_Исходный текст_
§
Но в том момент эта фамилия нам ни о чем не сказала. И мы отправились гулять по улицам.

Не успели отойти от гостиницы на сотню метров, как Шевкуненко остановился около какого-то дома и сказал:
— Здесь была наша третья квартира, только крыльца тогда не было.

По местам боевой юности
Удивительно, но бывший подпольщик вел нас по улицам города, в котором не был 70 лет, так уверенно, будто покинул его в прошлом году.
— Здесь была тумба, на которой немцы клеили свои приказы и объявления, здесь жил Васька-полицай…

Около здания нынешнего военкомата Шевкуненко остановился. Здесь располагался полицейский участок. Именно сюда его притащил Васька-полицай, а другой полицай, по фамилии Двоенко, избил до полусмерти. Спасло мальчишку тогда чудо. В участок привезли новую группу арестованных. Сопровождающий ее полицай спросил у пацана, сидящего на ступеньке лестницы, ведущей в подвал, что он тут делает? Коля начал вдохновенно врать. Мол, сорвал объявление на самокрутку одноногому дяде Васе.
§
_Задание_
Воспроизведите целиком исходный текст о прогулке с бывшим подпольщиком, ничего в нем не меняя.

_Предоставленные строки_
§
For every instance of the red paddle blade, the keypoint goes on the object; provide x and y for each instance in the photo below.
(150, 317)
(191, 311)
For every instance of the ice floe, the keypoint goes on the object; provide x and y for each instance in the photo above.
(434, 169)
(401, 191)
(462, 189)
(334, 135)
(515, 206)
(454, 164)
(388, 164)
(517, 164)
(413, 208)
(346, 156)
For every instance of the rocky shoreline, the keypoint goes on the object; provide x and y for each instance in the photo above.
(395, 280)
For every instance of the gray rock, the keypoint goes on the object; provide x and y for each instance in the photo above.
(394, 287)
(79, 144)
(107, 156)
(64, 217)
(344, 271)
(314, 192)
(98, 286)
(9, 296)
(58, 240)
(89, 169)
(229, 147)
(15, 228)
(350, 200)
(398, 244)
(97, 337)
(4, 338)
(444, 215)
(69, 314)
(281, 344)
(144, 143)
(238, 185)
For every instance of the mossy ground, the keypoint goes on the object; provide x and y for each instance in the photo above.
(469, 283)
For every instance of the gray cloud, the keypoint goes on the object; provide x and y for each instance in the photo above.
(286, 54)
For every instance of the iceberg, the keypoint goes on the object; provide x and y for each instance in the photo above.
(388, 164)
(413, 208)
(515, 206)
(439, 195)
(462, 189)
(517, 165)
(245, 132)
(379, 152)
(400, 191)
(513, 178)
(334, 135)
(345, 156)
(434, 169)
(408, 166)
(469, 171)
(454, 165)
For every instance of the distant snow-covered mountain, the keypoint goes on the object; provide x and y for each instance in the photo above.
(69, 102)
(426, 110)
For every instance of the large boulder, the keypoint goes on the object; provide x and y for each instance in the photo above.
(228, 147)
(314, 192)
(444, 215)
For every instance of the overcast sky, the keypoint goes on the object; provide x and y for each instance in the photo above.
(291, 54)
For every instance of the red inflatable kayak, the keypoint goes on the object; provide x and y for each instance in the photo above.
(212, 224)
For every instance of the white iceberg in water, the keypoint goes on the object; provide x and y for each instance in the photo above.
§
_Ответ на задание_
Но в том момент эта фамилия нам ни о чем не сказала. И мы отправились гулять по улицам.

Не успели отойти от гостиницы на сотню метров, как Шевкуненко остановился около какого-то дома и сказал:
— Здесь была наша третья квартира, только крыльца тогда не было.

По местам боевой юности
Удивительно, но бывший подпольщик вел нас по улицам города, в котором не был 70 лет, так уверенно, будто покинул его в прошлом году.
— Здесь была тумба, на которой немцы клеили свои приказы и объявления, здесь жил Васька-полицай…

Около здания нынешнего военкомата Шевкуненко остановился. Здесь располагался полицейский участок. Именно сюда его притащил Васька-полицай, а другой полицай, по фамилии Двоенко, избил до полусмерти. Спасло мальчишку тогда чудо. В участок привезли новую группу арестованных. Сопровождающий ее полицай спросил у пацана, сидящего на ступеньке лестницы, ведущей в подвал, что он тут делает? Коля начал вдохновенно врать. Мол, сорвал объявление на самокрутку одноногому дяде Васе.